Problem description – Report every line in the items below that contains the word "label". Case counts.
=== Record set ===
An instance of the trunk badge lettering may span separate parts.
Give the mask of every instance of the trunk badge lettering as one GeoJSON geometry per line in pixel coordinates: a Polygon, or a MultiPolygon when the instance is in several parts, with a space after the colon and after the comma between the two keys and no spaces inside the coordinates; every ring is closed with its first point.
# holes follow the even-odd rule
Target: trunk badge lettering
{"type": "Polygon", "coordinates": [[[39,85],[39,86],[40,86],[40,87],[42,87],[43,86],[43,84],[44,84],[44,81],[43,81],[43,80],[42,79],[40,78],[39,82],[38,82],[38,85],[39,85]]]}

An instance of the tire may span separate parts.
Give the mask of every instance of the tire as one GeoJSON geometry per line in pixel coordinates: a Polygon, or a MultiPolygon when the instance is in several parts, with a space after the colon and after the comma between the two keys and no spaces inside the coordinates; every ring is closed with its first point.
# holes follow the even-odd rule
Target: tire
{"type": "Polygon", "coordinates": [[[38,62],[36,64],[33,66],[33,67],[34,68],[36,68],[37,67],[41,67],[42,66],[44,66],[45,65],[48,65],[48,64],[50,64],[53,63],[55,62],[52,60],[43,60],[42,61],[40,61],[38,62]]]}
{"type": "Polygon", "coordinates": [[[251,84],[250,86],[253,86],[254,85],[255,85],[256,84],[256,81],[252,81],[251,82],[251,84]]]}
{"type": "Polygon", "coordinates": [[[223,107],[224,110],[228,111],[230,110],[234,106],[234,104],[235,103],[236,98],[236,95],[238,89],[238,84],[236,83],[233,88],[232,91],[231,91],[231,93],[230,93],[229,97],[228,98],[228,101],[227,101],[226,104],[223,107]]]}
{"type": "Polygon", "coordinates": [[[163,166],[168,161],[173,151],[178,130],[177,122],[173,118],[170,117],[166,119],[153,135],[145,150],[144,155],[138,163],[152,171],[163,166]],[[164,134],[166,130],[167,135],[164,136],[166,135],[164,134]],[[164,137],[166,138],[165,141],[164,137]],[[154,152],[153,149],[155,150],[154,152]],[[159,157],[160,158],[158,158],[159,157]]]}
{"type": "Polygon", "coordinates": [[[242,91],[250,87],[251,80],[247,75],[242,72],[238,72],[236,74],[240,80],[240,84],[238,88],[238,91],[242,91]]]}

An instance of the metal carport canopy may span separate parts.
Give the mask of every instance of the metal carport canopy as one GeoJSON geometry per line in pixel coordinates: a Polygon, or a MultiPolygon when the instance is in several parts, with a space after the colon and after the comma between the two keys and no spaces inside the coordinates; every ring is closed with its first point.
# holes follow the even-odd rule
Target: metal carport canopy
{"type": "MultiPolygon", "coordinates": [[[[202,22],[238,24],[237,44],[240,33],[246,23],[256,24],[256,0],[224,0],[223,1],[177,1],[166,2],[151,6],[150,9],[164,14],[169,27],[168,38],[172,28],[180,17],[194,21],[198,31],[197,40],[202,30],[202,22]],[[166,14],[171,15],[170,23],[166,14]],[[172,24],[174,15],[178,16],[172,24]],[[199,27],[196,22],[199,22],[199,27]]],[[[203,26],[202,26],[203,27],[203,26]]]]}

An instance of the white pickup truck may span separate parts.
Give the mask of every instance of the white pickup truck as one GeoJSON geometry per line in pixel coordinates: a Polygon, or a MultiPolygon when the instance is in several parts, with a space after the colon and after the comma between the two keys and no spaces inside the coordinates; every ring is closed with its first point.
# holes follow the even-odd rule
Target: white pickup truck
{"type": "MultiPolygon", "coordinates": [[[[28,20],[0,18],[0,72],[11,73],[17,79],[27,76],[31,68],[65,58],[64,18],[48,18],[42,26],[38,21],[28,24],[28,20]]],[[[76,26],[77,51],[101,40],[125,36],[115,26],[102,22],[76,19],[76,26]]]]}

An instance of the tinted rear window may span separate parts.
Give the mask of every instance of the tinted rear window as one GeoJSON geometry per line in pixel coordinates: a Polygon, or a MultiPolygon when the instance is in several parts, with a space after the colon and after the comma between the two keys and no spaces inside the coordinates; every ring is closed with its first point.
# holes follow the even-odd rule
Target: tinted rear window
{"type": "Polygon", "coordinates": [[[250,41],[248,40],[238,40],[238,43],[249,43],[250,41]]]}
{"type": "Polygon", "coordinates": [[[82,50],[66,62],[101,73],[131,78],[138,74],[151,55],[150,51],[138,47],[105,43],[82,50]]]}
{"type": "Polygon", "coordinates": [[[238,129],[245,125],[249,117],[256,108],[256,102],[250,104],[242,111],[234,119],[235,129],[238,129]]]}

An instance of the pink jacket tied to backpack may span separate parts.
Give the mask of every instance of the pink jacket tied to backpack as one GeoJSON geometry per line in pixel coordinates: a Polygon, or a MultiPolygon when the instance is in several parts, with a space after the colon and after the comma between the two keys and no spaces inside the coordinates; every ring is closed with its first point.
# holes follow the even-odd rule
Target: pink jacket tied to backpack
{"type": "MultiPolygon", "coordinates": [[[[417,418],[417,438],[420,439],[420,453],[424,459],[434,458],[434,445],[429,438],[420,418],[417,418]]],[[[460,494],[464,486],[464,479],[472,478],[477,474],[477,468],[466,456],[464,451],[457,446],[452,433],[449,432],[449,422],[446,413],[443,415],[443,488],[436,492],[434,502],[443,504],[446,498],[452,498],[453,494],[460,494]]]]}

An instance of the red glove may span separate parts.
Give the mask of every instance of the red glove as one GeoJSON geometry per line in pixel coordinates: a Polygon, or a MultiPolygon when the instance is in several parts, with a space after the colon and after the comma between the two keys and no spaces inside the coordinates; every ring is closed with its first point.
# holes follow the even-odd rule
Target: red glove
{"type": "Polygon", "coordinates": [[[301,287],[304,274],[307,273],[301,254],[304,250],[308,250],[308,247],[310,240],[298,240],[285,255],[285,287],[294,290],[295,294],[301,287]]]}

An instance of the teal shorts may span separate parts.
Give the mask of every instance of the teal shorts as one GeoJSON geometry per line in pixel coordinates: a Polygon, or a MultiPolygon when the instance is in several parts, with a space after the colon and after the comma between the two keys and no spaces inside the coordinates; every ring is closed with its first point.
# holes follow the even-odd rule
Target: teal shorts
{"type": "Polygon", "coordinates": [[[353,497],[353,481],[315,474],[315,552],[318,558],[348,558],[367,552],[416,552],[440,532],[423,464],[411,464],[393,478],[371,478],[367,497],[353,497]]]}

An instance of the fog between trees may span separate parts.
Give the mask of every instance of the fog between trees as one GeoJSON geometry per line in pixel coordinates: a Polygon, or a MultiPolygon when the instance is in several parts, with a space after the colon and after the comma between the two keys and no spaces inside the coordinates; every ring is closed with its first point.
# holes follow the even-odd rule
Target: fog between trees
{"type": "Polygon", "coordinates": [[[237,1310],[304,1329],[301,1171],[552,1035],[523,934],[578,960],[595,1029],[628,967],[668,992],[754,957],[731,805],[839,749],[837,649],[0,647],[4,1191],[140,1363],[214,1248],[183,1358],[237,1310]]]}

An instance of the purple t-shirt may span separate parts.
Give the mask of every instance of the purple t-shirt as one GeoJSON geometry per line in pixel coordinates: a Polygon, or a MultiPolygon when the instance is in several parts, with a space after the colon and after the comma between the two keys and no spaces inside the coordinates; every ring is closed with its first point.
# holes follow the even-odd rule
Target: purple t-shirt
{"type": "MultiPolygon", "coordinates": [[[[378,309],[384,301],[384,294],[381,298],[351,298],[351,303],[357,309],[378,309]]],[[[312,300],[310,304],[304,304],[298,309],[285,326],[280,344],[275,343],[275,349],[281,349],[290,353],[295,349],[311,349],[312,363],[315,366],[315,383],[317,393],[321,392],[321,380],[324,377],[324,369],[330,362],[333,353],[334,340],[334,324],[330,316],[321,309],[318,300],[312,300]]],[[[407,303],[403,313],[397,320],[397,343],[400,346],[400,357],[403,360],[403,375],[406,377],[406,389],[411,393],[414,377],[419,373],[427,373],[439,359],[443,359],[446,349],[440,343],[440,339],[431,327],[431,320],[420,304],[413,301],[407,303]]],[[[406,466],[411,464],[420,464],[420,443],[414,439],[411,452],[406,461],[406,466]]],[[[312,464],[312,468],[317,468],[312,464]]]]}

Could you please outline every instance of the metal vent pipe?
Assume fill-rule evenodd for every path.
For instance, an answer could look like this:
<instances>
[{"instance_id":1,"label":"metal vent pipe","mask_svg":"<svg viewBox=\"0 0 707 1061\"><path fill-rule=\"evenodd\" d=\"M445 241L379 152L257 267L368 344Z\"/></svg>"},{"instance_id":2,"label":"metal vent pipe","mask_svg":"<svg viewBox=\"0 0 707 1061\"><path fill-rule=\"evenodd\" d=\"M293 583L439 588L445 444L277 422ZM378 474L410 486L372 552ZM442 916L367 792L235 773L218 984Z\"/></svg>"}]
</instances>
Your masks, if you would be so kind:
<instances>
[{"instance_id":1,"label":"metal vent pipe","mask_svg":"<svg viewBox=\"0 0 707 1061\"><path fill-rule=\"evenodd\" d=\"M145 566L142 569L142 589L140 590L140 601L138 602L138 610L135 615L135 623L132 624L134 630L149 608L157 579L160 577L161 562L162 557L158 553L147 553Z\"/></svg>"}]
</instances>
===
The solution –
[{"instance_id":1,"label":"metal vent pipe","mask_svg":"<svg viewBox=\"0 0 707 1061\"><path fill-rule=\"evenodd\" d=\"M445 241L379 152L257 267L368 344Z\"/></svg>"},{"instance_id":2,"label":"metal vent pipe","mask_svg":"<svg viewBox=\"0 0 707 1061\"><path fill-rule=\"evenodd\" d=\"M293 583L439 588L445 444L277 422ZM378 474L410 486L372 552ZM442 916L367 792L235 773L218 984Z\"/></svg>"}]
[{"instance_id":1,"label":"metal vent pipe","mask_svg":"<svg viewBox=\"0 0 707 1061\"><path fill-rule=\"evenodd\" d=\"M145 566L142 569L142 589L140 590L140 601L138 602L138 610L135 615L135 623L132 624L134 630L149 608L157 579L160 577L161 562L162 557L158 553L147 553Z\"/></svg>"}]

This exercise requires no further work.